Can you change "basketball court floor" to "hardwood court" in the rows starting at "Args: query, the phrase to segment: **basketball" and ending at "Returns: the outline of every instance of the **basketball", leaving everything else as it is?

__PROVIDED MATERIAL__
-- -- --
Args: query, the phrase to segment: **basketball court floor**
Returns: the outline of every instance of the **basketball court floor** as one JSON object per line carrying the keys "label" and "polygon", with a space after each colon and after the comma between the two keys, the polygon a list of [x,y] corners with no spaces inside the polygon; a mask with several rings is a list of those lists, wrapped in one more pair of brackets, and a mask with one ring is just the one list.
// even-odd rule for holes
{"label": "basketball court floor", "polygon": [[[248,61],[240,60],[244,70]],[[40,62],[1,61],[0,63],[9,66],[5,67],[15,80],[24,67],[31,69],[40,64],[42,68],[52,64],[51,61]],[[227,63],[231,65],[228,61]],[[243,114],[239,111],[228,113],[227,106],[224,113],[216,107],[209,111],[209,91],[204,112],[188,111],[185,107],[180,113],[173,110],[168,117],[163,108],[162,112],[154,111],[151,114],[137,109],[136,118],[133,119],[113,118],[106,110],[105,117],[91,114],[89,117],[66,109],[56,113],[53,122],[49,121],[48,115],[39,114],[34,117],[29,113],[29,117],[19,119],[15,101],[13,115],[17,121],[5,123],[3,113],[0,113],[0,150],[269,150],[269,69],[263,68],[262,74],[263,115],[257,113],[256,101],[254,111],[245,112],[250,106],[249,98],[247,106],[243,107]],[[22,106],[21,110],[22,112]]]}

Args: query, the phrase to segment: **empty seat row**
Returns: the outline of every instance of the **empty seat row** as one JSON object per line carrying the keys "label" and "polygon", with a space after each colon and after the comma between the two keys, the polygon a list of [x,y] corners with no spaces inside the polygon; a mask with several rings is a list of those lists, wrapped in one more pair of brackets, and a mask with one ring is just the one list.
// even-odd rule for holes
-- -- --
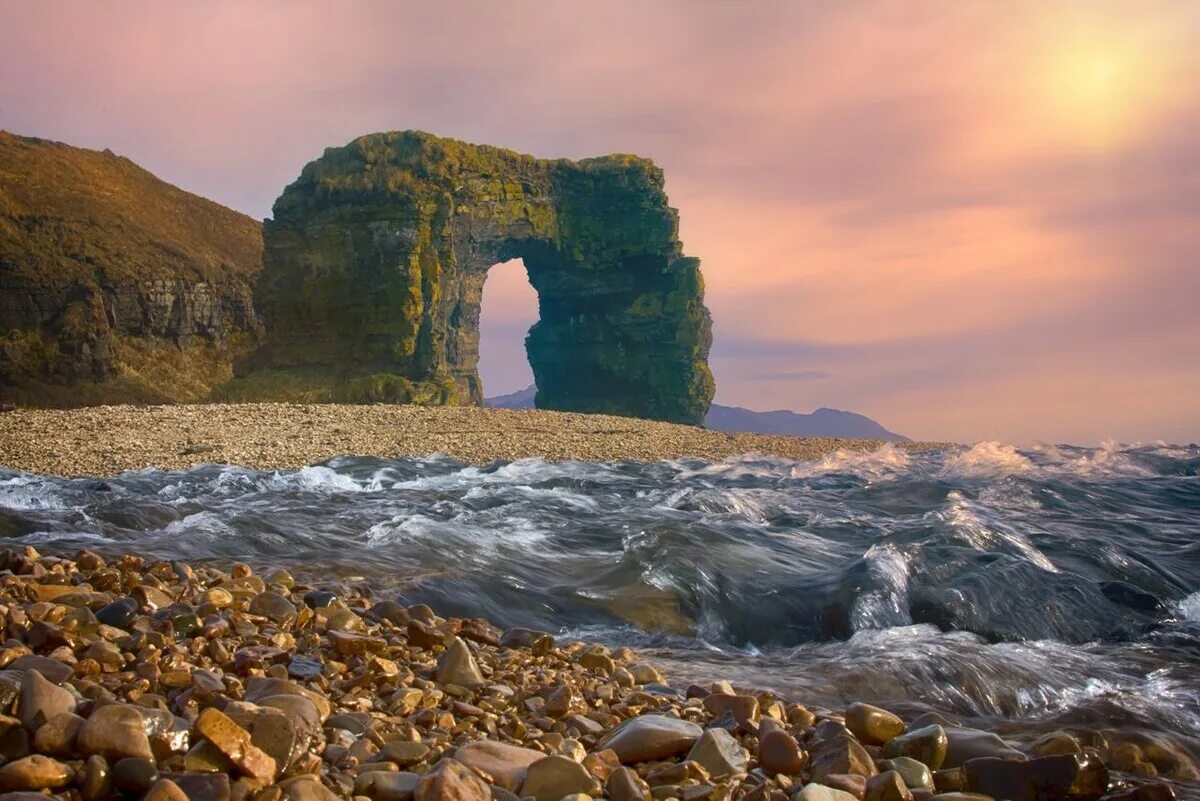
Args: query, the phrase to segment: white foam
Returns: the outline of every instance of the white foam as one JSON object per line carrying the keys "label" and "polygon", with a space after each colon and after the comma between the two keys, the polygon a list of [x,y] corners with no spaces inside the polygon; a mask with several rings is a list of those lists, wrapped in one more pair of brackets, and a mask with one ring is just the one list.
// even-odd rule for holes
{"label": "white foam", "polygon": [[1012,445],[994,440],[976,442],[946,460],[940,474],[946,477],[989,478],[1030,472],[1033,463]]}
-- -- --
__TASK RESULT__
Args: query, the phrase to segment: **hardwood court**
Returns: the outline of every instance of the **hardwood court** as one JSON object per line carrying the keys "label" and "polygon", with a space after each colon and after the comma between the two keys, the polygon a list of [x,y] corners with no spaces inside the polygon; a mask with several rings is a list of those lists, wrapped in one more pair of brackets, and a mask with one ring is just the one list.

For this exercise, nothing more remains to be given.